(Saved data entries)

..............................

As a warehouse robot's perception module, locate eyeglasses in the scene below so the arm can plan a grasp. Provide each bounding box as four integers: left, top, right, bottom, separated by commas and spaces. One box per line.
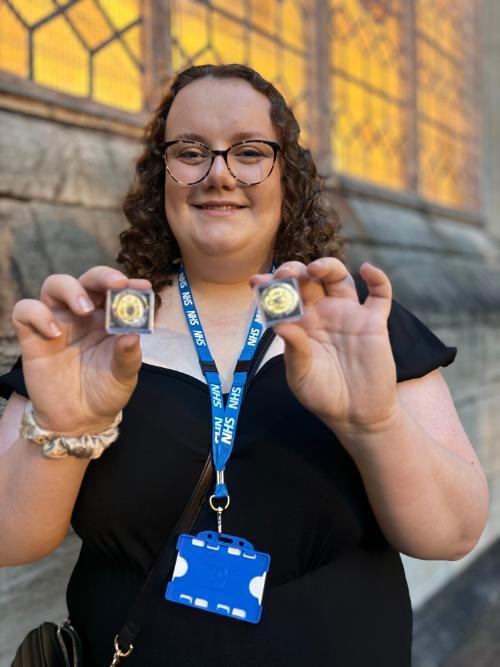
158, 139, 280, 185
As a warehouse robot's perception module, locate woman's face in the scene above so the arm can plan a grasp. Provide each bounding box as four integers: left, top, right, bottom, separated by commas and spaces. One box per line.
165, 77, 282, 262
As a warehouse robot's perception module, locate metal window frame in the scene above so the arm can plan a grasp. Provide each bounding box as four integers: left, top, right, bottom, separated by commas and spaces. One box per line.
0, 0, 484, 218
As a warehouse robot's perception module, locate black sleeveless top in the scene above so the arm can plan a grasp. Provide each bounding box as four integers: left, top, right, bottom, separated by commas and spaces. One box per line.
0, 302, 456, 667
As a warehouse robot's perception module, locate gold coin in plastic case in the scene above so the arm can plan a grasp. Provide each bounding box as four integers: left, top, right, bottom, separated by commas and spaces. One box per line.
257, 277, 303, 326
106, 288, 154, 333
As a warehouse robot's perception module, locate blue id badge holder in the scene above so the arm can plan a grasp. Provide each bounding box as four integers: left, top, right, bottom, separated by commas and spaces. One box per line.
165, 530, 271, 623
165, 266, 271, 623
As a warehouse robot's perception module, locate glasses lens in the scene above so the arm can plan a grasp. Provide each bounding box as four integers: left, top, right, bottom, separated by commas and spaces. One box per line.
165, 141, 212, 185
227, 141, 274, 185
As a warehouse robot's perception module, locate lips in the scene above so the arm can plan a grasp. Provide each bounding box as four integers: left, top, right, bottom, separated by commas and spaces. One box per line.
193, 201, 246, 211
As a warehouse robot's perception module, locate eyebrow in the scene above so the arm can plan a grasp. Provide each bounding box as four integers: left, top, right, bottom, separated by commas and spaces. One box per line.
169, 130, 274, 145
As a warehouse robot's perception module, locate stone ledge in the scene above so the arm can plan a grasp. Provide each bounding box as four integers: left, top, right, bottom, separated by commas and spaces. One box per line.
329, 192, 500, 317
412, 540, 500, 667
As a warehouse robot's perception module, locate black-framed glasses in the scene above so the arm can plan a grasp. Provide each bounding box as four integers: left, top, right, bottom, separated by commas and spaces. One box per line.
158, 139, 280, 185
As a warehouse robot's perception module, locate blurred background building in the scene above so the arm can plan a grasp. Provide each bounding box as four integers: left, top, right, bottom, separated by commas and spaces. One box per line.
0, 0, 500, 667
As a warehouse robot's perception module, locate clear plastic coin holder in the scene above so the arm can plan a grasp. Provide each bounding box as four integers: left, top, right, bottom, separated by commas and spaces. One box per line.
105, 287, 154, 334
254, 276, 304, 327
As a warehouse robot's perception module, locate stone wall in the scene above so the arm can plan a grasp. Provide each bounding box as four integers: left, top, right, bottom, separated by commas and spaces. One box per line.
0, 103, 500, 667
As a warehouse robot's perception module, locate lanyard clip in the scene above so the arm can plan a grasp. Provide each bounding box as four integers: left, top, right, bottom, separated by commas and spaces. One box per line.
208, 470, 231, 533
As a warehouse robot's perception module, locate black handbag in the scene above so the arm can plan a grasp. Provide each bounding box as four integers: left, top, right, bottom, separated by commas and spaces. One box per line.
11, 329, 275, 667
12, 621, 82, 667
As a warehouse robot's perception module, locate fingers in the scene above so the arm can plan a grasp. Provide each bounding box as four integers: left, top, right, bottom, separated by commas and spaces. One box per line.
112, 334, 142, 383
12, 299, 62, 340
307, 257, 358, 301
250, 261, 325, 305
273, 322, 312, 386
40, 274, 99, 315
359, 262, 392, 317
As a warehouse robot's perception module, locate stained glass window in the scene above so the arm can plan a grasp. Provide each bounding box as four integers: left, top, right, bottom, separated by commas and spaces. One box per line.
416, 0, 480, 209
330, 0, 479, 209
171, 0, 310, 141
0, 0, 142, 111
330, 0, 407, 188
0, 0, 480, 209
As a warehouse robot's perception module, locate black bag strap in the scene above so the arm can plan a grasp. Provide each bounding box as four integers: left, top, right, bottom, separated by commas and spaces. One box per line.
112, 329, 275, 666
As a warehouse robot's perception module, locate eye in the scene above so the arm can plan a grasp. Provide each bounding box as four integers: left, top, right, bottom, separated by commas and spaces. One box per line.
175, 148, 208, 161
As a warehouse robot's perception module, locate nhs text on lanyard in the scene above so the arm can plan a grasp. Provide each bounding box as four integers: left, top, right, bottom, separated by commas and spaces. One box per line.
165, 266, 271, 623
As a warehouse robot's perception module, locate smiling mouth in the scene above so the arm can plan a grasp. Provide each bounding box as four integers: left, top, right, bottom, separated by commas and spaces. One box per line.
194, 204, 245, 211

..............................

- _Written task_:
Rewrite every row above with "perception module" changed to "vision system" and everything else left the same. Omit the pictures from your answer.

- _The reply_:
As a warehouse robot's vision system, locate eyeglasses in the scene below so the arm can plan a grasp. Provide each bounding box as four integers: left, top, right, bottom, separated by commas and spaces. One box per line.
158, 139, 280, 185
As a warehouse robot's vision system, locate woman's face in the scene above so the arm can plan a grasp. Provide each bounding box as four integers: left, top, right, bottom, separated by commas and spaces. One box per line.
165, 77, 282, 262
As a warehouse robot's vision system, locate metal window frame in the scene above so the arm can plan a grasp. Provide each bounding box as four integers: left, top, right, bottom, separated by commas and spaces. One box per line.
0, 0, 484, 218
As a warehouse robot's vision system, locate black sleeveless top in the scene above so the arm can plan a grasp. Provide each bounding box as four integers: left, top, right, bottom, separated by commas and spaces. One box per line.
0, 302, 456, 667
As a warehouse robot's vision system, locate gold coin in plastic case in the scene above so the arm can plan a grasp. Provide each bounding box as four integers: left, top, right, bottom, separated by commas and spaces. One box per line.
257, 277, 303, 326
106, 288, 154, 333
As a warehouse robot's vision system, locate blue id badge holder in the scene above so the arm can plan a grasp. Provide each bounding box as four integers: left, top, right, bottom, separated by commas and spaces. One box per line.
165, 530, 271, 623
165, 266, 271, 623
As a warehouse robot's vision system, locate glasses lens in the scene above so the arm can plan a grasp. Provide each bounding box as four integers: left, top, right, bottom, separated by commas and spaces. One box per line.
165, 141, 212, 185
227, 141, 274, 185
As a warehouse robot's vision system, locate lips in the scene above so the arm can plan a grasp. Provide each bounding box as four integers: left, top, right, bottom, separated by commas and spaces. One box per line.
193, 201, 246, 211
As a warehouse robot's vision system, locate eyebrow in the scene above so the arm can plan a grasp. Provide each bounding box as four integers: left, top, right, bottom, separated by commas and spaces. One box per line.
169, 130, 274, 145
As a warehouse robot's vision system, locate stone ledge in the scene above so the arm can plan a grasp. Provide each bounding box as four integers: left, top, right, bottom, separated by commas and spaces. One box per line.
329, 192, 500, 317
412, 540, 500, 667
As a warehouse robot's vision system, locate black-framed glasses in the scene above so the arm can plan a grasp. Provide each bounding box as four integers: left, top, right, bottom, separated by commas and spaces. One box per line.
158, 139, 280, 185
As a warehouse robot's vision system, locate blurred background building in the scene above so the arm can plan a grasp. Provide each bounding box as four integers: left, top, right, bottom, separated by commas and spaces. One box per line.
0, 0, 500, 667
As a warehouse robot's vision system, locate clear plastic coin holder in the scene above so the arm can plan a grasp. Provide each bounding box as four integers: left, top, right, bottom, separated by commas and spaces. One box per line.
105, 287, 154, 334
254, 276, 304, 327
As a warehouse robot's vision system, locate stone wall in the scene above so the arm can plan a grasp. Provide each bounding box as four integers: left, top, right, bottom, separated by commas and spaces. One box per line.
0, 103, 500, 667
As a warehouse robot's vision system, locate lanyard clip in the scene above so the arm can plan a grasp. Provide each bounding box as four integers: left, top, right, bottom, separated by commas and spaces. One box per line.
208, 470, 231, 533
As a warehouse robot's vision system, locate black handbag in the scene above so the arm can plan a grasp. Provide each bounding box as four integers: left, top, right, bottom, separated by commas and spaces. One box per line.
11, 329, 275, 667
12, 621, 82, 667
As a warehouse robot's vision system, locate fingers in the scene above so the arm can plan a grasp. Provide each bounding box as four integers: left, top, right, bottom, separated by commas and spaces. One box per line.
112, 334, 142, 383
12, 299, 62, 340
307, 257, 358, 301
250, 261, 325, 305
273, 322, 312, 386
40, 274, 99, 315
359, 262, 392, 317
As a warehouse robot's vision system, locate stained glass window in the scene above so the arm can plan a grasp. Provide each bounding box as four integers: left, top, right, bottom, separated by commas and spaces. One box per line.
416, 0, 480, 209
330, 0, 479, 209
171, 0, 310, 141
0, 0, 142, 111
330, 0, 407, 188
0, 0, 480, 209
As a warehouse robot's vision system, locate black bag strap in the scene above so the arm can plan a grasp. Provide each bounding box as four integers: left, top, right, bottom, separated by commas and spaces. One box per line.
112, 329, 275, 666
As a warehouse robot's vision system, locate eye in the scene above so the arm can plan a grasp. Provide each bounding box as four integers: left, top, right, bottom, separated by commas and spaces. One box per line.
175, 148, 208, 161
As a warehouse robot's vision system, locate nhs text on lanyard in the scene above so the arm can plan a grasp. Provide each bounding box as four integers: left, top, right, bottom, separated by commas and spaces. One box per line.
165, 266, 271, 623
As a warehouse robot's vision system, locate smiling mouth in the scene above so the arm can plan a grasp. Provide each bounding box as four integers: left, top, right, bottom, separated by commas and spaces. One box per line.
194, 204, 245, 211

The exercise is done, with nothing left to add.